── Entretien proposé ──

Texte intégral
ALIX BOUILHAGUET
Franck RIESTER, bonjour.
FRANCK RIESTER
Bonjour.
ALIX BOUILHAGUET
Je vous remercie beaucoup d'être avec nous ce matin, c'est un peu votre journée, comme prévu le 49.3 a été actionné hier pour faire passer la première partie du projet de loi de finances 2023, à quoi ça a servi de faire travailler les oppositions pendant six jours pour un scénario écrit d'avance ?
FRANCK RIESTER
Non, le scénario n'était pas écrit d'avance, ce qui était écrit d’avance c’était que les oppositions allaient voter contre le texte et pour autant on a voulu qu’il y ait du débat, que chacun puisse s'exprimer, qu'il puisse y avoir des amendements proposés, votés, et ensuite il faut bien donner au pays un budget, et donc il faut bien voter la partie recettes, vous l'avez évoqué, qui est la première partie de ce budget, donc le gouvernement, la Première ministre, a pris ses responsabilités après une semaine, sept jours, presque huit, de débats, très riches, 55 heures de débats, il n’y en avait eu que 37 l’an dernier pour la même partie du budget, le gouvernement a déposé, enfin a voté d'une certaine façon, par le 49.3, a utilisé cet outil prévu, par la Constitution, pour permettre d'adopter un texte faute de vote majoritaire à l'Assemblée nationale.

───
── Extraits de données ──

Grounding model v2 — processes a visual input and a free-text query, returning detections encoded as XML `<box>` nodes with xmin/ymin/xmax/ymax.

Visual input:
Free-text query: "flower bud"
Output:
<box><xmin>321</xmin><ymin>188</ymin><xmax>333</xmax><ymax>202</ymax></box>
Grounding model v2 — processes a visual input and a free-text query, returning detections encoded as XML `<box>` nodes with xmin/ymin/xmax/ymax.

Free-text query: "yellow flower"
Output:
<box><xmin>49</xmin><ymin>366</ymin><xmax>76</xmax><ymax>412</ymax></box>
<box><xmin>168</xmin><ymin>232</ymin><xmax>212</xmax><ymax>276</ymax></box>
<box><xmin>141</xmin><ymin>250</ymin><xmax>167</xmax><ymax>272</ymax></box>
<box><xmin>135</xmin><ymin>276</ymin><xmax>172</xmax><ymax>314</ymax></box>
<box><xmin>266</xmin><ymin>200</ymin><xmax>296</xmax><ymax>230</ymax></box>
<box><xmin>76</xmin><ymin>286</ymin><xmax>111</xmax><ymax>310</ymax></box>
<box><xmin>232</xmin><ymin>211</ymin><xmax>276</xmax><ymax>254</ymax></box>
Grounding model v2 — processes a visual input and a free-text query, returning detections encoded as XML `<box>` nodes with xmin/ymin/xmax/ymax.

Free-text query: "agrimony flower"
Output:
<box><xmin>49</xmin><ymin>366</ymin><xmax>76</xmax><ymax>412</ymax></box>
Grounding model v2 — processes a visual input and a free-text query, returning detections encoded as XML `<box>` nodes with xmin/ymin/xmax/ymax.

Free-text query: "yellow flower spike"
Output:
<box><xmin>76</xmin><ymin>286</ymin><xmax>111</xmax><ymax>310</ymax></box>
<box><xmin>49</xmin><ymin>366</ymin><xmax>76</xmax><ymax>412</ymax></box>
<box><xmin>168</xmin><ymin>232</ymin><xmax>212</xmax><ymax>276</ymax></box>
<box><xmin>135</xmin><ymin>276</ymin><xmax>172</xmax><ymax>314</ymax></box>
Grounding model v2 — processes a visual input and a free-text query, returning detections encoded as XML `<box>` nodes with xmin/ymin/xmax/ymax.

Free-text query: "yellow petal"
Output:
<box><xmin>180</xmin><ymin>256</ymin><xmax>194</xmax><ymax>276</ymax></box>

───

* _Consignes_
a) Répondez à ces questions sur l'entretien consacré au 49.3 :
(i) D'après la journaliste, quel texte le 49.3 a-t-il servi à faire passer hier ?
(ii) Combien d'heures de débats y a-t-il eu cette fois, selon Franck Riester ?
(iii) Combien y en avait-il eu l'an dernier pour la même partie du budget ?
b) Reprenez l'entretien sur le 49.3 à partir de la dernière phrase affichée.
Les entrées forment un ensemble à part, distinct de l'entretien.

* _Réponses finales_
a)
(i) La première partie du projet de loi de finances 2023.
(ii) 55 heures.
(iii) 37 heures.

b)
ALIX BOUILHAGUET
On vous entend, vous vous l'avez dit il y a des amendements qui ont été déposés, il y en a en tout 3400, à l’arrivée seuls 117 vont être intégrés au texte final, j’ai fait le décompte, il y a un amendement écolo, un communiste, trois socialistes, trois Républicains, ça fait huit amendements seulement sur 117, pour l’opposition, ce n’est pas lourd quand même pour l’opposition.
FRANCK RIESTER
Oui, enfin c’est… d’abord le pourcentage d’amendements n’est pas vraiment un indicateur, après c’est quel type d’amendement. Quand on voit par exemple l’amendement qui permet d’intégrer la demi-part des veuves, d’un point de vue fiscal, d’anciens combattants…
ALIX BOUILHAGUET
Ça c’est les communistes qui l’ont proposé.
FRANCK RIESTER
Oui, alors les communistes l’ont soutenu, mais ce sont les LR qui l’ont proposé, l’augmentation par exemple du prix du « Ticket Restaurant », proposé aussi par…
ALIX BOUILHAGUET
J’ai vu aussi la baisse de la TVA sur les masques, la légalisation de l’huile de friture comme carburant…
FRANCK RIESTER
Ce sont les socialistes qui ont proposé le maintien…
ALIX BOUILHAGUET
Ça c’est les écologistes.
FRANCK RIESTER
Oui, eh bien nous avons repris ces amendements-là.
ALIX BOUILHAGUET
Mais est-ce que ce n’est pas un petit peu, effectivement ce n’est pas négligeable, mais est-ce que ce n’est pas un peu anecdotique par rapport à l’ensemble du projet quand même ?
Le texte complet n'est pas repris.